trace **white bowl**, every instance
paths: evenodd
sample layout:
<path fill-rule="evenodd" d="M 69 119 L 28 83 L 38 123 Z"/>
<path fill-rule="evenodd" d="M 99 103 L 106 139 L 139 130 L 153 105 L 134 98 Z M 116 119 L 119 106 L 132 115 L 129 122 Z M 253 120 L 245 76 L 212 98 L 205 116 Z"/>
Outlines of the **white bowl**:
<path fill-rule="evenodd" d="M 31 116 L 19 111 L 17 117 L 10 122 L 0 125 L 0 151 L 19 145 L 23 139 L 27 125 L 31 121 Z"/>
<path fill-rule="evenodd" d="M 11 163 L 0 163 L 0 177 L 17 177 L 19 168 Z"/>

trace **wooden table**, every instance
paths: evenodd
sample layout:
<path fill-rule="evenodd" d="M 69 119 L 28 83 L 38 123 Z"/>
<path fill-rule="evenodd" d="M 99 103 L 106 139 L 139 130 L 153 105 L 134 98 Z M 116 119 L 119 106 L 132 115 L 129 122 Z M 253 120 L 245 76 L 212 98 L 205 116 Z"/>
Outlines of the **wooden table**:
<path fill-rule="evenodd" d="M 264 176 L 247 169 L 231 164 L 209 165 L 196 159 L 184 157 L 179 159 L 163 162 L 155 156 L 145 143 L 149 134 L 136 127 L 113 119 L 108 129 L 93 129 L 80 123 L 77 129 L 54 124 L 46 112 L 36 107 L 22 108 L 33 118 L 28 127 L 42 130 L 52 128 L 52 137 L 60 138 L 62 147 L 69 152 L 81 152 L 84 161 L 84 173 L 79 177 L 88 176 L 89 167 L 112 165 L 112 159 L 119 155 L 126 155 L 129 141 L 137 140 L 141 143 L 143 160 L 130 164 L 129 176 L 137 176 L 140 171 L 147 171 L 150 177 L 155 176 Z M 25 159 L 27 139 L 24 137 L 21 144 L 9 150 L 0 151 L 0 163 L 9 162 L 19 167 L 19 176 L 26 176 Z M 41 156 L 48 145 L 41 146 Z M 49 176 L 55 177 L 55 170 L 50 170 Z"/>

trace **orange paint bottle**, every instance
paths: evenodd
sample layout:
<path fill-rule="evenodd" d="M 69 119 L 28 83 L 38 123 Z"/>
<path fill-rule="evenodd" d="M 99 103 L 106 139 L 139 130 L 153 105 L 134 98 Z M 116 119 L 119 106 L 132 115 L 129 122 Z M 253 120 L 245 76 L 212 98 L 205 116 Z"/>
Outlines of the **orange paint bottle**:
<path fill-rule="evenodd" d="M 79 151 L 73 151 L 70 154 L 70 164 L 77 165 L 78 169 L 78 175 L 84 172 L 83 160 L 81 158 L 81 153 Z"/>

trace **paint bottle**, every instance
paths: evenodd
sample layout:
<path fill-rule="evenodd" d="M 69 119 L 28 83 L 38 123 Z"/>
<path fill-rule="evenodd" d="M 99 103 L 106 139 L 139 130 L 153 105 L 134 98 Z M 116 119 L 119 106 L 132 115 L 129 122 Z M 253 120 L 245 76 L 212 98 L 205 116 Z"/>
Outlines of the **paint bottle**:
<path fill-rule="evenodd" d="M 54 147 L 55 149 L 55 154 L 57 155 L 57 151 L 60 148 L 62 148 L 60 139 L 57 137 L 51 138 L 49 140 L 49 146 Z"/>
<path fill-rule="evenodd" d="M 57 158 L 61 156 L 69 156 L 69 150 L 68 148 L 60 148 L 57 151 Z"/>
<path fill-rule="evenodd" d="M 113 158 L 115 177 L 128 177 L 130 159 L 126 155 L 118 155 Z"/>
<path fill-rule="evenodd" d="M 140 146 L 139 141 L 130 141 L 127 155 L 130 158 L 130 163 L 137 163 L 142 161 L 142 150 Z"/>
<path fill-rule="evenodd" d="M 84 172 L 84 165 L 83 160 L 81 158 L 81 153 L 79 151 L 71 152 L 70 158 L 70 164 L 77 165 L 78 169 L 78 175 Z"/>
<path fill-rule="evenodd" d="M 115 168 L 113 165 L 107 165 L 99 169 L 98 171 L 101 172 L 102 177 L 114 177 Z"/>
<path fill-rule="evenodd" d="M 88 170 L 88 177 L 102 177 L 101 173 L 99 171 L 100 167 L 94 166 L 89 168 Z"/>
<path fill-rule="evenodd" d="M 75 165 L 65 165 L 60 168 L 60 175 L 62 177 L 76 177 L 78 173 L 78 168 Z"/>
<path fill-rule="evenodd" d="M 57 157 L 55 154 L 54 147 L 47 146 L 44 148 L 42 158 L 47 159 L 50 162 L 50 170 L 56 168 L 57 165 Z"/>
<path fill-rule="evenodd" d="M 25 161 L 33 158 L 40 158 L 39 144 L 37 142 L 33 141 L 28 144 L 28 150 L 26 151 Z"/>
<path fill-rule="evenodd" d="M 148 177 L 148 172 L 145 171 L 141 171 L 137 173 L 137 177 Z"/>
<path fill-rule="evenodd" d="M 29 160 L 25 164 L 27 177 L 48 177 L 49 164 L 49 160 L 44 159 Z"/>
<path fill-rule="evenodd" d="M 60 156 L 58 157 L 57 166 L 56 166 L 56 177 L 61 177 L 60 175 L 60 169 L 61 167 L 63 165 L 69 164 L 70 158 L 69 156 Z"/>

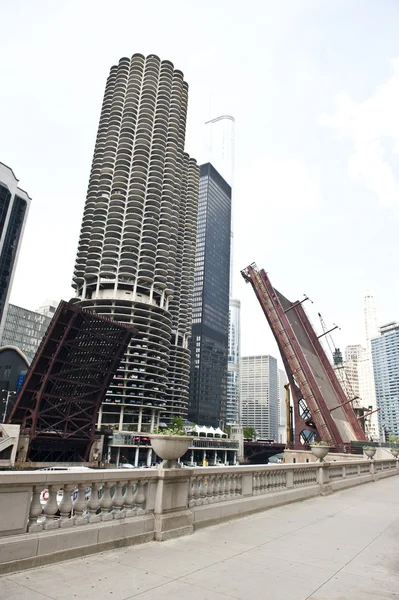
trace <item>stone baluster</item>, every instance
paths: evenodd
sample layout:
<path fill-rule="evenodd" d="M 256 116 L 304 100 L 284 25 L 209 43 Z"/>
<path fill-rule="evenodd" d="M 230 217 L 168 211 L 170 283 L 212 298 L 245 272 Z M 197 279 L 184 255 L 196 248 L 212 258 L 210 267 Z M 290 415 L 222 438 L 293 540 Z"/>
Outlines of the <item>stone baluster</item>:
<path fill-rule="evenodd" d="M 196 493 L 197 493 L 197 478 L 191 477 L 190 479 L 190 490 L 188 495 L 188 505 L 190 508 L 196 505 Z"/>
<path fill-rule="evenodd" d="M 60 502 L 60 527 L 72 527 L 72 498 L 71 493 L 74 486 L 70 483 L 65 483 L 62 488 L 62 500 Z"/>
<path fill-rule="evenodd" d="M 242 490 L 241 475 L 237 475 L 237 480 L 236 480 L 236 496 L 241 496 L 241 490 Z"/>
<path fill-rule="evenodd" d="M 113 497 L 113 509 L 112 515 L 114 519 L 123 519 L 125 513 L 122 511 L 123 507 L 123 493 L 122 488 L 126 485 L 126 481 L 117 481 L 115 484 L 115 494 Z"/>
<path fill-rule="evenodd" d="M 100 506 L 99 500 L 99 490 L 101 487 L 101 483 L 92 483 L 91 484 L 91 492 L 90 498 L 87 503 L 87 510 L 89 512 L 89 516 L 87 518 L 89 523 L 96 523 L 101 520 L 101 516 L 97 514 L 97 509 Z"/>
<path fill-rule="evenodd" d="M 112 506 L 111 487 L 112 487 L 111 482 L 106 481 L 104 483 L 103 495 L 101 497 L 101 502 L 100 502 L 101 520 L 102 521 L 111 521 L 113 518 L 112 514 L 109 512 L 109 510 Z"/>
<path fill-rule="evenodd" d="M 126 485 L 126 492 L 123 496 L 123 510 L 126 517 L 133 517 L 136 514 L 134 508 L 133 483 L 131 481 L 128 481 Z"/>
<path fill-rule="evenodd" d="M 230 475 L 230 498 L 234 498 L 236 495 L 236 475 Z"/>
<path fill-rule="evenodd" d="M 228 500 L 230 498 L 230 475 L 224 476 L 224 499 Z"/>
<path fill-rule="evenodd" d="M 87 518 L 84 515 L 87 507 L 86 488 L 87 483 L 78 484 L 78 495 L 73 503 L 75 525 L 85 525 L 87 523 Z"/>
<path fill-rule="evenodd" d="M 260 474 L 260 493 L 264 494 L 266 492 L 266 472 L 262 471 Z"/>
<path fill-rule="evenodd" d="M 58 504 L 57 504 L 57 491 L 58 485 L 50 485 L 48 488 L 49 497 L 44 507 L 44 514 L 46 515 L 46 520 L 43 523 L 43 529 L 57 529 L 59 523 L 58 519 L 55 520 L 56 512 L 58 512 Z"/>
<path fill-rule="evenodd" d="M 42 493 L 43 485 L 35 485 L 32 493 L 32 500 L 30 503 L 29 510 L 29 524 L 28 531 L 41 531 L 43 526 L 37 522 L 37 518 L 42 514 L 42 505 L 40 502 L 40 496 Z"/>
<path fill-rule="evenodd" d="M 207 504 L 206 495 L 207 495 L 206 479 L 205 479 L 205 477 L 200 477 L 200 480 L 199 480 L 199 496 L 200 496 L 199 506 L 203 506 L 204 504 Z"/>
<path fill-rule="evenodd" d="M 226 500 L 226 488 L 227 488 L 227 475 L 220 477 L 220 498 L 222 501 Z"/>
<path fill-rule="evenodd" d="M 140 480 L 137 482 L 136 493 L 134 494 L 134 504 L 136 507 L 136 513 L 138 515 L 144 515 L 144 502 L 145 502 L 145 494 L 144 494 L 144 486 L 146 485 L 146 481 Z"/>
<path fill-rule="evenodd" d="M 214 485 L 215 485 L 215 477 L 214 477 L 214 475 L 211 475 L 210 477 L 208 477 L 208 487 L 207 487 L 207 492 L 206 492 L 207 504 L 213 504 L 213 502 L 214 502 L 214 498 L 213 498 Z"/>
<path fill-rule="evenodd" d="M 219 491 L 220 491 L 220 475 L 215 475 L 215 478 L 213 481 L 213 501 L 214 502 L 220 502 Z"/>

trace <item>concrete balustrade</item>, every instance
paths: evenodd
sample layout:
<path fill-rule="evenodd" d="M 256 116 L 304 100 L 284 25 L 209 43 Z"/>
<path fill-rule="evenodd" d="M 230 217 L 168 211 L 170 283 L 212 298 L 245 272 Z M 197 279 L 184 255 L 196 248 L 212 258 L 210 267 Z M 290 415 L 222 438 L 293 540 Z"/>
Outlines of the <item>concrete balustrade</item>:
<path fill-rule="evenodd" d="M 399 473 L 392 459 L 0 472 L 0 574 L 150 540 Z M 46 492 L 46 501 L 43 492 Z"/>

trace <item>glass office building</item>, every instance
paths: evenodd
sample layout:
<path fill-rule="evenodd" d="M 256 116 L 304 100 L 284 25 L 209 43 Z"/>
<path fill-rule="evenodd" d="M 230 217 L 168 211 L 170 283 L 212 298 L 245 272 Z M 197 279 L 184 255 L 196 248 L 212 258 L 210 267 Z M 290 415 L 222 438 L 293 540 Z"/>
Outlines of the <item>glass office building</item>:
<path fill-rule="evenodd" d="M 226 422 L 231 187 L 210 164 L 200 168 L 189 419 Z"/>
<path fill-rule="evenodd" d="M 39 312 L 9 304 L 0 345 L 16 346 L 32 360 L 50 321 Z"/>
<path fill-rule="evenodd" d="M 0 336 L 7 313 L 30 198 L 13 171 L 0 163 Z"/>
<path fill-rule="evenodd" d="M 380 328 L 371 340 L 380 439 L 399 436 L 399 323 Z"/>

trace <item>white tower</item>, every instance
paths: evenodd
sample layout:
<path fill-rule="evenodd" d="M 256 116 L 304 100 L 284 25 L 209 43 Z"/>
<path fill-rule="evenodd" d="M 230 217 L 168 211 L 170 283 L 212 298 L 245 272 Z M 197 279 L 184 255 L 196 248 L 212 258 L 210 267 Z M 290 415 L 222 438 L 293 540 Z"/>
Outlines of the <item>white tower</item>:
<path fill-rule="evenodd" d="M 359 362 L 359 395 L 363 404 L 371 410 L 377 408 L 377 397 L 375 393 L 373 359 L 371 355 L 371 339 L 378 335 L 377 311 L 374 298 L 369 290 L 364 296 L 364 328 L 366 338 L 366 353 Z M 374 440 L 379 438 L 378 413 L 370 416 L 370 430 Z"/>

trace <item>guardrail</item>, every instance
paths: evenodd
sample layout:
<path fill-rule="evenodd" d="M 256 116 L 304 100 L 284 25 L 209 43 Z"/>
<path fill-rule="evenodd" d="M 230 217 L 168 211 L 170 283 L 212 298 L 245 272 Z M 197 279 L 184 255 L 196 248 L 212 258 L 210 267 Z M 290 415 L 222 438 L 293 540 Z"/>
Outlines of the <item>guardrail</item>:
<path fill-rule="evenodd" d="M 197 527 L 399 473 L 396 459 L 0 472 L 0 573 Z"/>

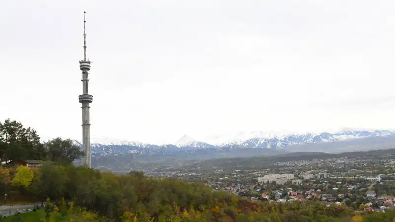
□ □ □ □ □
= Stated exercise =
Copy the lines of the entries running from the line that contains "trace <item>concrete balustrade</item>, every" through the line that contains "Outlines of the <item>concrete", including both of those lines, and reproduce them verbatim.

= Complete answer =
trace <item>concrete balustrade</item>, every instance
paths: evenodd
sample layout:
<path fill-rule="evenodd" d="M 256 116 L 304 100 L 284 25 L 209 43 Z"/>
<path fill-rule="evenodd" d="M 230 217 L 168 211 L 170 283 L 212 298 L 245 272 Z M 197 279 L 184 255 L 196 248 L 212 258 L 210 267 Z M 290 415 L 222 438 L 293 540 Z"/>
Outlines of the <item>concrete balustrade</item>:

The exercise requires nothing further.